• _Tarea breve_:
Copia sin cambios las líneas de los registros que van desde la que contiene "Test yourself! Look at the image and find the boat." hasta el final de los registros, ambos extremos incluidos.

• _Registros guardados_:
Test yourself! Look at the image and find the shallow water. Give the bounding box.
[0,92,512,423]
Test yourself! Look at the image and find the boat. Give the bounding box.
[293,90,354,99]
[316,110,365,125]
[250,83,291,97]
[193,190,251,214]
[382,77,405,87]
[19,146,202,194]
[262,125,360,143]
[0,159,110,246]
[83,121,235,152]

• _Respuesta a continuación_:
Test yourself! Look at the image and find the boat. Give the bounding box.
[293,90,354,99]
[316,110,365,125]
[250,83,291,97]
[193,190,251,214]
[382,77,405,87]
[19,146,202,194]
[262,125,360,143]
[0,159,110,246]
[83,121,235,152]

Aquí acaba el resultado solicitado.